TASK REQUIREMENTS ▸ Copy every one of the records below word for word, without leaving any line out.
═══ DATA EXCERPTS
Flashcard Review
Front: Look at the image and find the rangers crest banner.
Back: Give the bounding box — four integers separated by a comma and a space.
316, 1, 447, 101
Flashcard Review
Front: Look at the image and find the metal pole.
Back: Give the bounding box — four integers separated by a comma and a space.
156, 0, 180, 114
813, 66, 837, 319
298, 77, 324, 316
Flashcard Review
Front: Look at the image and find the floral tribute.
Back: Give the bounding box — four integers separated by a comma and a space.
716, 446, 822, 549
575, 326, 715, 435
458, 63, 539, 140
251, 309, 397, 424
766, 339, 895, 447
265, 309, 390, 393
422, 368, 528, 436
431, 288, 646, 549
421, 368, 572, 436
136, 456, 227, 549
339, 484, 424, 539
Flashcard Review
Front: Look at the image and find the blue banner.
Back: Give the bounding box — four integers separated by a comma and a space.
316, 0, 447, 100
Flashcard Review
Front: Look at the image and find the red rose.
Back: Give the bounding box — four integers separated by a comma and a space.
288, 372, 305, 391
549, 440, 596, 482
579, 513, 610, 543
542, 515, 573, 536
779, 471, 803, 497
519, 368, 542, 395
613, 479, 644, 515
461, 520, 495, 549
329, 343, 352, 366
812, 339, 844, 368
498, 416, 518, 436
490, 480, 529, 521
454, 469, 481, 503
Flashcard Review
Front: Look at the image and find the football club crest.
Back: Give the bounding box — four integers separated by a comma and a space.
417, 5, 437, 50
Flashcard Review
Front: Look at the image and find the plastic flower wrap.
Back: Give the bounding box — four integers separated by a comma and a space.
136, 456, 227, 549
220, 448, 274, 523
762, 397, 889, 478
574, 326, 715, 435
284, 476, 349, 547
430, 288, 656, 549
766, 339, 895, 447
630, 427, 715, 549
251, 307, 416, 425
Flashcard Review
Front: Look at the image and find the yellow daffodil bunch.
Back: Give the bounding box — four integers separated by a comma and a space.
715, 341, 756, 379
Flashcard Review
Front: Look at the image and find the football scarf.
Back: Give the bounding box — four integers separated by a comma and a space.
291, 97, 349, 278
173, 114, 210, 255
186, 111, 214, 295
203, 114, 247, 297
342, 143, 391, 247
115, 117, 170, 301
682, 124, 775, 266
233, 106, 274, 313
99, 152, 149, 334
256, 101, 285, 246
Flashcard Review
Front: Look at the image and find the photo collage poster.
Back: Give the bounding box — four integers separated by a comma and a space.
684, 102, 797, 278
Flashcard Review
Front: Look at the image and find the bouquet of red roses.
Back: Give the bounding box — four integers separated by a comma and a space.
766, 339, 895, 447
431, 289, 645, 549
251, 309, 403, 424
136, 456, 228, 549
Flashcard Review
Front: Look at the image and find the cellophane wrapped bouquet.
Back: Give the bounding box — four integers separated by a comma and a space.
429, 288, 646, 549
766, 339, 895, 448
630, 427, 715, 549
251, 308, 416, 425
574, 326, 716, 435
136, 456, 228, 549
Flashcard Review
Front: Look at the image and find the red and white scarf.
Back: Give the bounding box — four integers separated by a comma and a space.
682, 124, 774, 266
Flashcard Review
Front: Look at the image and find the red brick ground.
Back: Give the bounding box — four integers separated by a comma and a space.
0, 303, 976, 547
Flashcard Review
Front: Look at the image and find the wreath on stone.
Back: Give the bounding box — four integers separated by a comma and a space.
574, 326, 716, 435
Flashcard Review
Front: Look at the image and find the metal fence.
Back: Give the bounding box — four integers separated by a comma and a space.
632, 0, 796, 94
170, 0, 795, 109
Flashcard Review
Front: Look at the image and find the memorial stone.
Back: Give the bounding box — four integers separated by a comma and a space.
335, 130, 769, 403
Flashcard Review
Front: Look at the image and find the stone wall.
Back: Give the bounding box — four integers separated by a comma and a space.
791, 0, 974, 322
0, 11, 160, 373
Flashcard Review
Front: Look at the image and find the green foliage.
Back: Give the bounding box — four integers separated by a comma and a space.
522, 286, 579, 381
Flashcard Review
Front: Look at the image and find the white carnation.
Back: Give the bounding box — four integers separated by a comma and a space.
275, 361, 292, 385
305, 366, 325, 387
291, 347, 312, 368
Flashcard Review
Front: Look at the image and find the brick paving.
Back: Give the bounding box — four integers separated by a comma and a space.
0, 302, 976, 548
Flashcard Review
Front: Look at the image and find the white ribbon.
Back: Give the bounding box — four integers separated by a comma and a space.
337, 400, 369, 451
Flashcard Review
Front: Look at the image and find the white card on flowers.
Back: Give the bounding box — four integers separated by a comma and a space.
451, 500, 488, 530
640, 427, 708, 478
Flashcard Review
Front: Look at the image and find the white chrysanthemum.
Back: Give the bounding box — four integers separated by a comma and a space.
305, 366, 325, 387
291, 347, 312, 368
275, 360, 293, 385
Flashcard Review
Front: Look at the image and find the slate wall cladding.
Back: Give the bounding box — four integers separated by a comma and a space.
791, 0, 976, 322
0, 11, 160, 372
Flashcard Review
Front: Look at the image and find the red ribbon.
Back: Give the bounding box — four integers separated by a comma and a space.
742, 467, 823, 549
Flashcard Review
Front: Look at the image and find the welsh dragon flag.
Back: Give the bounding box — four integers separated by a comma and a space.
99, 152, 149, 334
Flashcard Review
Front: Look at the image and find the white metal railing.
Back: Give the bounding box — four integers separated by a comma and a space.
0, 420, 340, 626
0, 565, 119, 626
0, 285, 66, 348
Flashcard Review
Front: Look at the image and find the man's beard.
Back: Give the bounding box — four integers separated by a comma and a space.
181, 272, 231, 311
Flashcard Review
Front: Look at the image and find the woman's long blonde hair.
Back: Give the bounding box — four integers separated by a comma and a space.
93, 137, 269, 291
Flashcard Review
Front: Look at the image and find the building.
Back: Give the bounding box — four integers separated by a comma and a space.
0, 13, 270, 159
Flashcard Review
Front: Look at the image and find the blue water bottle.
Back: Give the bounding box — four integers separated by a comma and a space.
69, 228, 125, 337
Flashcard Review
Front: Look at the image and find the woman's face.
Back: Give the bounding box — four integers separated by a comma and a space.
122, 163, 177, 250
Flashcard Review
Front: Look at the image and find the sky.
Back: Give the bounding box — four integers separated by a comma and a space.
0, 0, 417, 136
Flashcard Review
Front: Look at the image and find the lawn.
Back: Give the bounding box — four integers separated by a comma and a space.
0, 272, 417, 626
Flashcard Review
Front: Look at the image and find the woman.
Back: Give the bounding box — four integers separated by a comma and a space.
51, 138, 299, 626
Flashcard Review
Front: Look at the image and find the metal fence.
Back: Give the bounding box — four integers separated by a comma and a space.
══════
FULL OUTPUT ▸
Flashcard Review
Front: Look at the image and find the rangers crest banner.
Back: Give the bounding box — four integers separated by a comma and a space.
316, 1, 447, 101
Flashcard Review
Front: Look at the image and find the metal pole.
Back: Give the bounding box — four integers separated by a comma and a space.
156, 0, 180, 114
813, 66, 837, 319
298, 77, 324, 316
Flashcard Review
Front: Look at the image and find the floral tribute.
Back: Give the bounding box — four integers separated by a comma and a space.
716, 446, 822, 549
575, 326, 715, 435
458, 63, 539, 140
251, 309, 397, 424
766, 339, 895, 447
265, 309, 390, 393
422, 368, 528, 436
431, 288, 646, 549
421, 368, 572, 436
136, 456, 227, 549
339, 484, 424, 539
Flashcard Review
Front: Look at the image and find the blue banner.
Back: Give the bounding box — four integers separated by a comma and a space.
316, 0, 447, 100
Flashcard Review
Front: Look at the image and find the red rose.
Back: Give the bounding box — four integers separated by a comma and a space.
288, 372, 305, 391
549, 440, 596, 482
579, 513, 610, 543
542, 515, 573, 536
779, 471, 803, 497
519, 368, 542, 395
613, 479, 644, 515
461, 520, 495, 549
329, 343, 352, 366
812, 339, 844, 368
498, 416, 518, 436
490, 480, 529, 521
454, 469, 481, 503
Flashcard Review
Front: Look at the image and find the football club crest.
Back: Give the bounding box — four integers separated by a comma and a space.
417, 5, 437, 50
Flashcard Review
Front: Look at the image and find the plastic flower wrap.
Back: Give the bounding box — four integers separated by a comma and a space.
136, 456, 227, 549
220, 448, 274, 523
762, 397, 889, 478
574, 326, 715, 435
284, 476, 349, 547
430, 288, 656, 549
766, 339, 895, 447
630, 427, 715, 549
251, 307, 416, 425
Flashcard Review
Front: Look at the image and find the yellow daffodil bunch.
Back: Give the bounding box — four integers separated by a comma and a space.
715, 341, 756, 379
Flashcard Review
Front: Look at the image and find the football scarf.
Back: Give the bounding box — four integers separated by a comma and a space.
291, 97, 349, 278
173, 114, 210, 255
186, 111, 214, 295
203, 114, 247, 297
342, 143, 391, 247
115, 117, 170, 301
682, 124, 775, 266
233, 106, 274, 313
99, 152, 149, 334
256, 101, 285, 246
Flashcard Review
Front: Look at the image and find the photo collage poster.
Back: Give the bounding box — four integers separated by a comma and a space.
684, 102, 797, 278
Flashcard Review
Front: Look at the image and find the bouquet of red roses.
Back: Give the bounding box — four integers separated by a comma and a space.
766, 339, 895, 447
431, 289, 645, 549
251, 309, 403, 424
136, 456, 228, 549
Flashcard Review
Front: Look at the image and find the cellophane wrapped bouquet.
Back: Give the bounding box — four integers separated by a comma and a space.
429, 288, 646, 549
766, 339, 895, 448
630, 427, 715, 549
251, 308, 416, 425
574, 326, 716, 435
136, 456, 228, 549
Flashcard Review
Front: Look at the image and find the red and white scarf.
Back: Give the bounding box — four integers separated by a comma and a space.
682, 124, 774, 266
Flashcard Review
Front: Look at the image and find the red brick ground.
Back: Give the bounding box — four integers separated by a comma and a space.
0, 303, 976, 547
Flashcard Review
Front: Look at the image and find the wreath on stone.
Back: Give the bounding box — four integers separated by a comma and a space.
574, 326, 716, 435
Flashcard Review
Front: Look at the image and find the metal fence.
Back: Give the bounding box — four integers separated by a comma and a space.
632, 0, 796, 94
170, 0, 795, 109
Flashcard Review
Front: Look at the image and find the memorial stone.
Back: Give the bounding box — four integers separated by a comma and a space.
335, 130, 769, 403
Flashcard Review
Front: Look at the image and find the stone wall.
Back: Give the bounding box — four integers separated by a comma and a space.
791, 0, 974, 322
0, 11, 160, 373
Flashcard Review
Front: Look at the image and find the green foliage.
Back: Give the bounding box — four integers separated by a comma and a space.
522, 286, 579, 381
Flashcard Review
Front: Look at the image and find the white carnation.
Back: Give the bounding box — four integers separated by a comma and a space.
275, 361, 292, 385
305, 366, 325, 387
291, 347, 312, 368
Flashcard Review
Front: Look at the image and find the brick paving.
Back: Give the bounding box — four integers separated by a comma and a space.
0, 302, 976, 548
Flashcard Review
Front: Look at the image and find the white ribbon.
Back: Give the bounding box — four integers separated by a comma and a space.
337, 400, 369, 451
Flashcard Review
Front: Look at the image and find the white card on flowers.
Back: Give the bounding box — four integers separated by a comma and a space.
451, 500, 488, 530
640, 427, 708, 478
Flashcard Review
Front: Look at the image and find the white chrysanthemum.
Back: Give the bounding box — four integers separated by a comma and a space.
305, 366, 325, 387
291, 347, 312, 368
275, 360, 293, 385
Flashcard Review
Front: Look at the image and find the slate wall cladding.
Back: Give the bounding box — four integers separated by a comma and a space.
791, 0, 976, 322
0, 11, 160, 372
Flashcard Review
Front: Look at the image and find the red ribbon.
Back: Give the bounding box — four integers separated by a comma and a space.
742, 467, 823, 549
Flashcard Review
Front: Look at the image and find the welsh dragon flag.
Back: Give the bounding box — four integers separated by a comma and a space.
99, 152, 149, 334
Flashcard Review
Front: Look at the image and find the white metal railing.
Back: Give the bounding box — four integers separated by a comma and a space.
0, 420, 340, 626
0, 565, 119, 626
0, 285, 66, 348
Flashcard Review
Front: Look at the image and find the man's beard.
Back: Give the bounding box — four integers separated by a comma and a space.
181, 272, 231, 311
Flashcard Review
Front: Look at the image and find the woman's long blonde hair.
Back: Give the bounding box — four integers separated by a comma and a space.
93, 137, 269, 291
Flashcard Review
Front: Look at the image and find the building.
Back: Give the bounding box — four integers separated by a comma and a space.
0, 13, 270, 159
Flashcard Review
Front: Look at the image and find the blue water bottle.
Back: Give the bounding box — four integers separated by a comma and a space.
69, 228, 125, 337
Flashcard Review
Front: Look at the image and find the woman's face.
Back: Give the bounding box — four integers separated by a comma and a space.
122, 163, 177, 250
Flashcard Review
Front: Look at the image and find the sky.
Back: Give the bounding box — four integers separated by a comma and a space.
0, 0, 417, 136
Flashcard Review
Front: Look at the image and find the lawn.
Back: Give the bounding box — four integers separated by a comma and a space.
0, 272, 417, 626
Flashcard Review
Front: Look at the image and find the woman.
Back: Give the bounding box — four integers separated by a comma and a space.
51, 138, 299, 626
Flashcard Review
Front: Look at the image and find the metal fence.
Back: Give the bounding box — four integers separated by a comma and a space.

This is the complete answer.